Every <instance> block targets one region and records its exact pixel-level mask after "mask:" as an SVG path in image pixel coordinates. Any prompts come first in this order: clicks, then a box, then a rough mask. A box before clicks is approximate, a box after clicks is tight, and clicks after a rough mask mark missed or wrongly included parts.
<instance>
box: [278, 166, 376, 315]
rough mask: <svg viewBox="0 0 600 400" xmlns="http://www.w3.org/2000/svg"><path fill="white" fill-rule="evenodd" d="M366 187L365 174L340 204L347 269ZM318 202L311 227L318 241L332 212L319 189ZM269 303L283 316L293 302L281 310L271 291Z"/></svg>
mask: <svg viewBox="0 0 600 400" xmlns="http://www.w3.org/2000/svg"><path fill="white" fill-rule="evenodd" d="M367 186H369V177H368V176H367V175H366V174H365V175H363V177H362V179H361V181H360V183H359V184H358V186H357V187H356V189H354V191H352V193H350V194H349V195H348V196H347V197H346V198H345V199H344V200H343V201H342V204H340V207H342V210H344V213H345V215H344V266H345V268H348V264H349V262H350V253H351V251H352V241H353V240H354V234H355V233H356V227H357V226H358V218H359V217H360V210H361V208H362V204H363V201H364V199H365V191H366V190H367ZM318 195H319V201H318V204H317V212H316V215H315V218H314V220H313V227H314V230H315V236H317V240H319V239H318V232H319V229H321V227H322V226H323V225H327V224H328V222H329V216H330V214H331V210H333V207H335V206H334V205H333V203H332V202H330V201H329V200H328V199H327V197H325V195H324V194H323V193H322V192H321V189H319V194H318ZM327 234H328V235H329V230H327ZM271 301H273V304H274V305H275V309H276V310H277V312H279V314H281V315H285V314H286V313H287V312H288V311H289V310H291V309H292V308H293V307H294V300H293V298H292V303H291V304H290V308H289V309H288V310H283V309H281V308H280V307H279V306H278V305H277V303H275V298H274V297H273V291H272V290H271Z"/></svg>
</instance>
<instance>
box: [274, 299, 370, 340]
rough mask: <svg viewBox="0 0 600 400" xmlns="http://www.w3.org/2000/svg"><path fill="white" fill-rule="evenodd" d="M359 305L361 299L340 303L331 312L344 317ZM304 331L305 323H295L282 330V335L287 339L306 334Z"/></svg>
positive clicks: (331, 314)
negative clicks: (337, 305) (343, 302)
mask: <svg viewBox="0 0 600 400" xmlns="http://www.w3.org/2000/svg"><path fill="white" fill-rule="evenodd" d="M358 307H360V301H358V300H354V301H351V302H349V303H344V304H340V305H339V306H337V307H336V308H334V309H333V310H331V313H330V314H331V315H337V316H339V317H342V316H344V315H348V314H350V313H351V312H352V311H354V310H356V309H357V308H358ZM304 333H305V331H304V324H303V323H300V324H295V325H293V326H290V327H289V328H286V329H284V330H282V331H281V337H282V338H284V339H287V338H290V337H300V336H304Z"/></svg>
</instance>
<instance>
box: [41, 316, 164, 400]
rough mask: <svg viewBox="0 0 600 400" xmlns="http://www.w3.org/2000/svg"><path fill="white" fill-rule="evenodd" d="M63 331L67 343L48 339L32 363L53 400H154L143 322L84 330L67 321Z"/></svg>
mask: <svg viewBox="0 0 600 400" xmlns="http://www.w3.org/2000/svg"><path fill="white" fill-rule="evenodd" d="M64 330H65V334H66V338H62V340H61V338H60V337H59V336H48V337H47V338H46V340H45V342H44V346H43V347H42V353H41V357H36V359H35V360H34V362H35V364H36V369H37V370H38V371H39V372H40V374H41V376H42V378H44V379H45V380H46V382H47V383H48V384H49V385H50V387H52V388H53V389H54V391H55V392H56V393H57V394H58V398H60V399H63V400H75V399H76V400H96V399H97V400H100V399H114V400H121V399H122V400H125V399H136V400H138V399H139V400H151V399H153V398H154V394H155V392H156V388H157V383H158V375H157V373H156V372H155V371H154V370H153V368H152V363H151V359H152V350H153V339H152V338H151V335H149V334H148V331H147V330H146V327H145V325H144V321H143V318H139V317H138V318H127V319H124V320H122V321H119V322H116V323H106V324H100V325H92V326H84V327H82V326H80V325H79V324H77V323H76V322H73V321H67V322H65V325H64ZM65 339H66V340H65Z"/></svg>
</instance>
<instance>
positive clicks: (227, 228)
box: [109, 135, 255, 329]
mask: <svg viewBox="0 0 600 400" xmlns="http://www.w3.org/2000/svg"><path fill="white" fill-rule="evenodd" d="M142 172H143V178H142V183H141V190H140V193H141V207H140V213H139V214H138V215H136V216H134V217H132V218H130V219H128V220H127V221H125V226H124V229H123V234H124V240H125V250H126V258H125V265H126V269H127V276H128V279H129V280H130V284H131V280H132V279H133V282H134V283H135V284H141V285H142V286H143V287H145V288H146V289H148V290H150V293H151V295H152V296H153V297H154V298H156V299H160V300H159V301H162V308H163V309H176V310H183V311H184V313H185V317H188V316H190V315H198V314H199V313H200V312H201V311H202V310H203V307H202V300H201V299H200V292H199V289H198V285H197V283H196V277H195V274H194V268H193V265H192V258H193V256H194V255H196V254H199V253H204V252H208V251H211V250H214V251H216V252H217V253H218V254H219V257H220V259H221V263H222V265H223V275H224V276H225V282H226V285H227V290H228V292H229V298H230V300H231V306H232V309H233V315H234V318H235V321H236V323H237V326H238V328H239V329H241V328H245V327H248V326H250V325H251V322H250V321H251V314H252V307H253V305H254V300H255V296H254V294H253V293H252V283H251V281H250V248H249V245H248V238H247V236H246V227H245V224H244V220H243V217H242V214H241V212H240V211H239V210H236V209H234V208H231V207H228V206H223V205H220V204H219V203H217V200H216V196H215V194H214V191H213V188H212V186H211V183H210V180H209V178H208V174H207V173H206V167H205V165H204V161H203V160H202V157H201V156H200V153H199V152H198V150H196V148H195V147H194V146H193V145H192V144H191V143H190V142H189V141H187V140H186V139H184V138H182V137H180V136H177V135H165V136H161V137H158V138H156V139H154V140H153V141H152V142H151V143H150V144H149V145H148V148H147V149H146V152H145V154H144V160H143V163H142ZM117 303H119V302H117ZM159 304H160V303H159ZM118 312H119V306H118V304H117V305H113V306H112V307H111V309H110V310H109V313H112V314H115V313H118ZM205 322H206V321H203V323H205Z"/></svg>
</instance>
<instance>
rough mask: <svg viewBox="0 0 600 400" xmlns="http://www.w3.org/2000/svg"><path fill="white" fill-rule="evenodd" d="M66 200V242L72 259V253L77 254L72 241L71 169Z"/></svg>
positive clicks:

» **What the exercise asks**: Repeat, word for word, all the lines above.

» **Final answer**:
Every <instance> block targets one region and records its exact pixel-level mask after "mask:" as an SVG path in image pixel coordinates. Any prompts come first in this order: clicks, then a box, then a rough mask. A box before clicks is approximate, a box after clicks is tight, and clicks after a rough mask mark missed or wrongly included parts.
<instance>
box: [278, 166, 376, 315]
rough mask: <svg viewBox="0 0 600 400" xmlns="http://www.w3.org/2000/svg"><path fill="white" fill-rule="evenodd" d="M366 187L365 174L340 204L347 269ZM318 202L311 227L318 241L332 212L319 189ZM269 303L283 316L293 302L281 310L271 291Z"/></svg>
mask: <svg viewBox="0 0 600 400" xmlns="http://www.w3.org/2000/svg"><path fill="white" fill-rule="evenodd" d="M367 186H369V177H368V176H367V175H366V174H365V175H363V177H362V179H361V181H360V183H359V184H358V186H357V187H356V189H354V191H352V193H350V194H349V195H348V196H347V197H346V198H345V199H344V200H343V201H342V204H340V207H342V210H344V213H345V215H344V266H345V268H348V264H349V262H350V253H351V251H352V241H353V240H354V234H355V233H356V227H357V226H358V218H359V217H360V210H361V208H362V204H363V201H364V199H365V191H366V190H367ZM318 195H319V201H318V204H317V212H316V215H315V218H314V220H313V227H314V230H315V236H317V240H319V239H318V232H319V229H321V227H322V226H323V225H327V224H328V222H329V216H330V214H331V210H333V207H335V206H334V205H333V203H332V202H330V201H329V200H328V199H327V197H325V195H324V194H323V193H322V192H321V189H319V194H318ZM327 234H328V235H329V230H327ZM271 301H273V304H274V305H275V309H276V310H277V312H279V314H281V315H285V314H286V313H287V312H288V311H289V310H291V309H292V308H293V307H294V300H293V298H292V303H291V304H290V308H289V309H288V310H283V309H281V308H280V307H279V306H278V305H277V303H275V298H274V297H273V291H272V290H271Z"/></svg>
</instance>
<instance>
box: [274, 299, 370, 340]
rough mask: <svg viewBox="0 0 600 400" xmlns="http://www.w3.org/2000/svg"><path fill="white" fill-rule="evenodd" d="M359 305L361 299L340 303L331 312L344 317ZM304 331L305 323H295L282 330V335L287 339L306 334Z"/></svg>
positive clicks: (331, 314)
negative clicks: (337, 305) (343, 302)
mask: <svg viewBox="0 0 600 400" xmlns="http://www.w3.org/2000/svg"><path fill="white" fill-rule="evenodd" d="M358 307H360V301H358V300H354V301H351V302H349V303H344V304H340V305H339V306H337V307H336V308H334V309H333V310H331V313H330V314H331V315H337V316H339V317H342V316H344V315H348V314H350V313H351V312H352V311H354V310H356V309H357V308H358ZM304 333H305V331H304V324H303V323H300V324H295V325H293V326H290V327H289V328H286V329H284V330H282V331H281V337H282V338H284V339H287V338H290V337H300V336H304Z"/></svg>
</instance>
<instance>
box: [41, 316, 164, 400]
rough mask: <svg viewBox="0 0 600 400" xmlns="http://www.w3.org/2000/svg"><path fill="white" fill-rule="evenodd" d="M63 331L67 343L48 339L32 363L53 400H154L143 322L84 330L67 321Z"/></svg>
mask: <svg viewBox="0 0 600 400" xmlns="http://www.w3.org/2000/svg"><path fill="white" fill-rule="evenodd" d="M64 330H65V334H66V338H62V340H61V338H60V337H59V336H48V337H47V338H46V340H45V342H44V346H43V347H42V353H41V357H36V359H35V360H34V362H35V364H36V369H37V370H38V371H39V372H40V374H41V376H42V378H44V379H45V380H46V382H47V383H48V384H49V385H50V387H52V388H53V389H54V391H55V392H56V393H57V394H58V398H60V399H63V400H75V399H76V400H96V399H97V400H100V399H114V400H121V399H122V400H125V399H136V400H138V399H139V400H151V399H153V398H154V394H155V392H156V388H157V383H158V375H157V373H156V372H155V371H154V370H153V368H152V363H151V359H152V350H153V339H152V338H151V335H149V334H148V331H147V330H146V327H145V325H144V321H143V318H139V317H138V318H127V319H124V320H122V321H119V322H116V323H106V324H100V325H92V326H84V327H82V326H80V325H79V324H77V323H76V322H73V321H67V322H65V325H64ZM65 339H66V340H65Z"/></svg>
</instance>
<instance>
positive clicks: (227, 228)
box: [109, 135, 255, 329]
mask: <svg viewBox="0 0 600 400" xmlns="http://www.w3.org/2000/svg"><path fill="white" fill-rule="evenodd" d="M142 172H143V178H142V183H141V190H140V193H141V207H140V213H139V214H138V215H136V216H134V217H132V218H130V219H128V220H127V221H125V226H124V229H123V234H124V240H125V250H126V258H125V265H126V269H127V276H128V279H129V280H130V284H131V280H132V279H133V282H134V283H135V284H141V285H142V286H143V287H145V288H146V289H148V290H150V293H151V295H152V296H153V297H154V298H156V299H160V300H159V301H162V308H163V309H176V310H183V311H184V313H185V317H188V316H190V315H198V314H199V313H200V312H201V311H202V310H203V307H202V300H201V299H200V292H199V289H198V285H197V283H196V277H195V274H194V268H193V265H192V258H193V256H194V255H196V254H199V253H204V252H208V251H211V250H214V251H216V252H217V253H218V254H219V257H220V259H221V263H222V265H223V275H224V276H225V282H226V285H227V290H228V292H229V298H230V300H231V306H232V309H233V315H234V318H235V321H236V323H237V326H238V328H239V329H241V328H245V327H248V326H250V325H251V322H250V321H251V314H252V307H253V305H254V300H255V296H254V294H253V293H252V283H251V281H250V248H249V245H248V238H247V236H246V227H245V224H244V220H243V217H242V214H241V212H240V211H239V210H236V209H234V208H231V207H228V206H223V205H220V204H219V203H217V200H216V196H215V194H214V191H213V188H212V186H211V183H210V180H209V178H208V174H207V173H206V167H205V165H204V161H203V160H202V157H201V156H200V153H199V152H198V150H196V148H195V147H194V146H193V145H192V144H191V143H190V142H189V141H187V140H186V139H184V138H182V137H180V136H177V135H165V136H161V137H158V138H156V139H154V140H153V141H152V142H151V143H150V144H149V145H148V148H147V149H146V152H145V154H144V160H143V163H142ZM117 303H119V302H117ZM159 304H160V303H159ZM118 312H119V306H118V304H117V305H113V306H112V307H111V309H110V310H109V313H112V314H115V313H118ZM205 322H206V321H203V323H205Z"/></svg>
</instance>
<instance>
rough mask: <svg viewBox="0 0 600 400" xmlns="http://www.w3.org/2000/svg"><path fill="white" fill-rule="evenodd" d="M66 200V242L72 259V253L77 254L72 241L71 169Z"/></svg>
positive clicks:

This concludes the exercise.